>> start

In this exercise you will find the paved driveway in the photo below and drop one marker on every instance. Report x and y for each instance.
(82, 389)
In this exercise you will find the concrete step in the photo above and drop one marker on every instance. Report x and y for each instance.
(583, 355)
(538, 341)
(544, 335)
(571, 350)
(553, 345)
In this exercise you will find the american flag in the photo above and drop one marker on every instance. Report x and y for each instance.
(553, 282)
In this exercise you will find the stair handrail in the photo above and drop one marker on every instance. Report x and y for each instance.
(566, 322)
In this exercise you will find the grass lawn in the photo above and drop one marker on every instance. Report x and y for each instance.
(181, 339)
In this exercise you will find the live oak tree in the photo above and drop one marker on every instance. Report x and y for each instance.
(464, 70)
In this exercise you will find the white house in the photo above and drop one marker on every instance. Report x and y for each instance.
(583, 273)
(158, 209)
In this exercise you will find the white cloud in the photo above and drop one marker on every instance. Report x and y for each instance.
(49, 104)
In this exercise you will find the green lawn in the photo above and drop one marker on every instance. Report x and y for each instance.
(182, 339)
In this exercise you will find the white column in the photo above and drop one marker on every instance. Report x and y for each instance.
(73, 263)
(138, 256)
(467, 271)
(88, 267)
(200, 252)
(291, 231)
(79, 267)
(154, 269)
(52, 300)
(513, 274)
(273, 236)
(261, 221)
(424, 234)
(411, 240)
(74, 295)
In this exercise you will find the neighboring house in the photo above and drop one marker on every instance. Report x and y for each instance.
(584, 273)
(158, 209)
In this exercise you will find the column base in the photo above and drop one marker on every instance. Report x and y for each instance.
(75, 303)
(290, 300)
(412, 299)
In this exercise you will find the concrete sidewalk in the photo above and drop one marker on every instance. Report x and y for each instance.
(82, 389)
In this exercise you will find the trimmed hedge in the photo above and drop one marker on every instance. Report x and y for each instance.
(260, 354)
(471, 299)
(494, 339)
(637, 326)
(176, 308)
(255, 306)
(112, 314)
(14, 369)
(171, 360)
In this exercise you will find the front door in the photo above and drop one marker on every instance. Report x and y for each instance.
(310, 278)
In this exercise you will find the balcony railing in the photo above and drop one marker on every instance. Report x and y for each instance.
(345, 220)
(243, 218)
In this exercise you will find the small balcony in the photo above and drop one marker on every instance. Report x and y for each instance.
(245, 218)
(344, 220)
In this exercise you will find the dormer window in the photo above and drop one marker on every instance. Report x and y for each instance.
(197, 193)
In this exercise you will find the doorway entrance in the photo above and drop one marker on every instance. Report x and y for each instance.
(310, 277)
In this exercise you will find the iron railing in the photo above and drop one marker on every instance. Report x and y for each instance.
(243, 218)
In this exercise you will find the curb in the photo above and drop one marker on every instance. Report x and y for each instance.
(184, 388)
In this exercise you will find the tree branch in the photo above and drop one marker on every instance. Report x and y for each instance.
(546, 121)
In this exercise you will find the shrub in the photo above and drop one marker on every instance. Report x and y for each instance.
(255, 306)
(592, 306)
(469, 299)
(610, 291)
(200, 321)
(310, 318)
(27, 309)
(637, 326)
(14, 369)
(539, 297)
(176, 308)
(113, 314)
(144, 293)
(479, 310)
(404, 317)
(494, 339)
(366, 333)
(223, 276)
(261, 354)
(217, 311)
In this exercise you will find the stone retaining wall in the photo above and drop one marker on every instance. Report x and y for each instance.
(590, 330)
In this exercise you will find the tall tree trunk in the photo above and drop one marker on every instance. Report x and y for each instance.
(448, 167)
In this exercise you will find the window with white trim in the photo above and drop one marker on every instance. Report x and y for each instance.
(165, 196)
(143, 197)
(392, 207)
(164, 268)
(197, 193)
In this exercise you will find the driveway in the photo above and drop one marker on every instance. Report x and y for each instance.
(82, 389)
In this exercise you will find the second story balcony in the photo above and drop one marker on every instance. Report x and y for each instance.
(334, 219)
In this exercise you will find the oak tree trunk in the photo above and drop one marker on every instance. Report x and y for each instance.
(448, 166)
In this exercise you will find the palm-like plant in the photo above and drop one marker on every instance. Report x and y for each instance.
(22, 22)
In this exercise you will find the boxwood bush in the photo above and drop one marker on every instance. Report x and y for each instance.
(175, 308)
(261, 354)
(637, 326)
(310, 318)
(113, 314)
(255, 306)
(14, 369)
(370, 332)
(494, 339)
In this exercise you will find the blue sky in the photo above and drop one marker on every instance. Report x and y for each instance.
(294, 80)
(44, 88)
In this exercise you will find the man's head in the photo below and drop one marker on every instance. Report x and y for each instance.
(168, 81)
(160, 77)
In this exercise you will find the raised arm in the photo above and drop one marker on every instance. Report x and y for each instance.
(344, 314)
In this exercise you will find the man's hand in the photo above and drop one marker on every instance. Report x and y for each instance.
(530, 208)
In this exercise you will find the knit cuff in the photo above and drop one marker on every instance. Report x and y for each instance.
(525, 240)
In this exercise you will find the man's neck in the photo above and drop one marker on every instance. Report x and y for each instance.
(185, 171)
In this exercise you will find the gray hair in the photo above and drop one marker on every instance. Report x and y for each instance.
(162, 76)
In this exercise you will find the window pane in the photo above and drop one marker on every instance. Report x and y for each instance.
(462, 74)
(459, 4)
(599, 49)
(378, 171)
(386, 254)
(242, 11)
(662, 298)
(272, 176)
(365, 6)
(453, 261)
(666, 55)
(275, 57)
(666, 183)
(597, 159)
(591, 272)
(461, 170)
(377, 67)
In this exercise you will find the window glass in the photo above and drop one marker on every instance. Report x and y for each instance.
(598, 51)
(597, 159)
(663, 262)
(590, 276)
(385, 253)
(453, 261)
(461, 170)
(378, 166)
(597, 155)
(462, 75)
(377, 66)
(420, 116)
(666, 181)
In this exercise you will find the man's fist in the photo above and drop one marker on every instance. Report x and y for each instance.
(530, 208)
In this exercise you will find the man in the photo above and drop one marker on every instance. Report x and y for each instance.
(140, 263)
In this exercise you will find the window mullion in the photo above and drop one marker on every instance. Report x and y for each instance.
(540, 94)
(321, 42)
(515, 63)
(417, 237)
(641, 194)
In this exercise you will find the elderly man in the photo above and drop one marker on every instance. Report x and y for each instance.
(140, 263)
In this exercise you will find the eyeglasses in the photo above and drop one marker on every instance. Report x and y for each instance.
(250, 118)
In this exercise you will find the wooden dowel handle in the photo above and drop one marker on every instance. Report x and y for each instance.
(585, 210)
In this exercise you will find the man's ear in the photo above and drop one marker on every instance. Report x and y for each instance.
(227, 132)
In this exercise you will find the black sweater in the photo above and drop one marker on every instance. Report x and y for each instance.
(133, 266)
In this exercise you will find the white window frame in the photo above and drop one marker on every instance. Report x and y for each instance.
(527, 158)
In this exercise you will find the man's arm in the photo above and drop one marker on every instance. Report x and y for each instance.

>> end

- **EXERCISE AIM**:
Copy all the records above exactly, missing none.

- **WORKED ANSWER**:
In this exercise you will find the paved driveway in the photo below and drop one marker on every instance. Report x and y for each instance.
(82, 389)
In this exercise you will find the concrete step in the photo above and drop one marker on every instance. Report x and y for each instance.
(583, 355)
(538, 341)
(544, 335)
(571, 350)
(553, 345)
In this exercise you will find the american flag in the photo above and drop one marker on every instance. Report x and y for each instance.
(553, 282)
In this exercise you will find the stair handrail in the photo above and drop one marker on every instance. Report x and y for each instance.
(566, 322)
In this exercise you will find the grass lawn in the photo above and drop one marker on every instance. Report x and y for each instance.
(181, 339)
In this exercise you will find the live oak tree in the photo above and drop one marker on every instance. Report x and y for each instance.
(464, 70)
In this exercise you will find the white house in the photo above and drop one marker on every instance. Report x and y for each instance.
(583, 273)
(158, 209)
In this exercise you will find the white cloud in the photo above and drop one marker on every instance. Report x and y for each instance.
(49, 104)
In this exercise you will find the green lawn in the photo above and drop one marker on every instance. Report x and y for each instance.
(182, 339)
In this exercise you will find the white column in the photo above and drop one marker on every instance. Report x and y for each instance.
(73, 263)
(138, 256)
(467, 271)
(88, 267)
(200, 252)
(291, 231)
(79, 267)
(154, 269)
(52, 300)
(513, 274)
(273, 236)
(261, 221)
(424, 234)
(411, 240)
(74, 295)
In this exercise you will find the neighboring house in the photo above and drop one marker on every instance. Report x and y for each instance.
(584, 273)
(158, 209)
In this exercise you will find the column base in the photo above and drop one marker on every instance. Report x and y for each instance.
(75, 303)
(290, 300)
(412, 299)
In this exercise you will find the concrete sidewalk in the photo above and drop one marker on every instance. Report x and y for each instance.
(82, 389)
In this exercise you will find the trimmed hedge in the photo above and drop one marker on every instance. Report x and y for each instance.
(260, 354)
(471, 299)
(494, 339)
(637, 326)
(176, 308)
(255, 306)
(112, 314)
(14, 369)
(171, 360)
In this exercise you will find the front door in the photo above and drop one marker on every instance. Report x and y for each instance.
(310, 278)
In this exercise you will find the balcony railing in the photo above and drop one marker on every instance. Report x and y for each instance.
(345, 220)
(243, 218)
In this exercise you will find the small balcony in the photo above and drop one marker on every instance. Report x and y for each instance.
(245, 218)
(344, 220)
In this exercise you will find the dormer window in the photo above and drop one marker on every instance. Report x and y for each instance.
(197, 193)
In this exercise you will find the doorway entrance in the photo above and drop one marker on every instance. Report x and y for each instance.
(310, 277)
In this exercise you will find the iron railing in the photo above and drop one marker on every instance. Report x and y for each instance.
(243, 218)
In this exercise you will find the curb in the photo above and drop one marker on every instance. Report x and y for each instance.
(184, 388)
In this exercise you will find the tree branch in the photo above and drop one marker on every instance. Report x and y for each instance.
(546, 121)
In this exercise you will find the shrub in the photo above and drop one marker on every instance. Report x and y for each instance.
(255, 306)
(592, 306)
(469, 299)
(610, 291)
(200, 321)
(310, 318)
(27, 309)
(637, 326)
(14, 369)
(539, 297)
(176, 308)
(113, 314)
(144, 293)
(479, 310)
(404, 317)
(494, 339)
(366, 333)
(223, 276)
(261, 354)
(217, 311)
In this exercise you will find the stone retaining wall in the photo above and drop one marker on every instance. Report x and y for each instance.
(590, 330)
In this exercise you will find the tall tree trunk in the photo above and drop one marker on every instance. Report x and y for each instance.
(448, 167)
In this exercise you will find the window with white trim in the photo above and drop one marker on every instance. Report x and y for each instance.
(165, 196)
(143, 197)
(392, 207)
(164, 268)
(197, 193)
In this exercise you will find the driveway in the photo above and drop one marker on every instance. Report x and y for each instance.
(82, 389)
In this exercise you will find the second story balcony in the photo above and drop one marker on every instance. Report x and y for each instance.
(334, 219)
In this exercise you will find the oak tree trunk in the photo above and drop one marker on every instance. Report x and y for each instance.
(448, 166)
In this exercise you will find the palm-like plant in the photo above and drop one marker on every instance. Report x and y for each instance.
(22, 22)
In this exercise you will find the boxwood bush in the photo above and drop one marker on every instance. Report x and y for each instance.
(175, 308)
(261, 354)
(637, 326)
(310, 318)
(113, 314)
(255, 306)
(14, 369)
(370, 332)
(494, 339)
In this exercise you will find the blue sky in the photo above and drop one marker on every instance. Report x and y for each instance.
(294, 80)
(44, 88)
In this exercise you will find the man's head in the photo below and drop one marker on every instance. Report x and y for each instance.
(168, 81)
(160, 77)
In this exercise you will find the raised arm in the photo above and drop one marker on every instance. Report x and y for each instance.
(344, 314)
In this exercise you will find the man's hand in the photo above and drop one marker on every instance. Report x and y for each instance.
(530, 208)
In this exercise you will find the knit cuff in the photo above and drop one marker on every instance. Report x and y for each instance.
(525, 240)
In this exercise you will find the man's neck in the photo above and drop one marker on every instance. Report x and y for each instance.
(185, 171)
In this exercise you will find the gray hair in the photo above and drop one marker on every instance. Report x and y for each instance.
(162, 76)
In this exercise you will find the window pane in the photo above and drop one marker on every instance. Report x and y for each instance.
(462, 74)
(459, 4)
(599, 49)
(378, 171)
(386, 254)
(242, 11)
(662, 298)
(272, 176)
(365, 6)
(453, 261)
(666, 55)
(275, 57)
(666, 183)
(597, 159)
(591, 272)
(461, 170)
(377, 67)
In this exercise you will find the window glass in the photo above and drop one marker on every instance. Report x and y for each instance.
(598, 51)
(597, 159)
(663, 262)
(590, 276)
(385, 253)
(453, 261)
(461, 170)
(378, 166)
(597, 155)
(462, 75)
(377, 66)
(420, 116)
(666, 181)
In this exercise you will find the man's fist in the photo above and drop one marker on every instance. Report x and y for each instance.
(530, 208)
In this exercise you will find the man in the photo above and drop one marker on every instance. Report x and y for each instance.
(140, 263)
In this exercise you will find the window mullion in the photo above and drop one marker on every instance. Report x and y for each instance.
(540, 94)
(321, 42)
(515, 63)
(417, 237)
(641, 194)
In this exercise you will find the elderly man in the photo above and drop one marker on every instance. Report x and y for each instance.
(140, 263)
In this exercise you will find the eyeglasses in the photo above and drop one marker on every instance. Report x and y for each instance.
(250, 118)
In this exercise you will find the wooden dowel handle in the photo above and drop one marker on every instance. Report x and y for each instance.
(585, 210)
In this exercise you will find the man's ear in the photo above and drop one marker on every instance. Report x and y for each instance.
(227, 132)
In this exercise you will find the black sweater in the photo above and drop one marker on every instance. Report x and y for each instance.
(133, 266)
In this exercise you will find the white window frame in the photo above and drop one marker on every instance. Report x and y for each instance.
(527, 158)
In this exercise you will find the man's arm in the photo above and drop one marker on every instance. Report x and y for each instance.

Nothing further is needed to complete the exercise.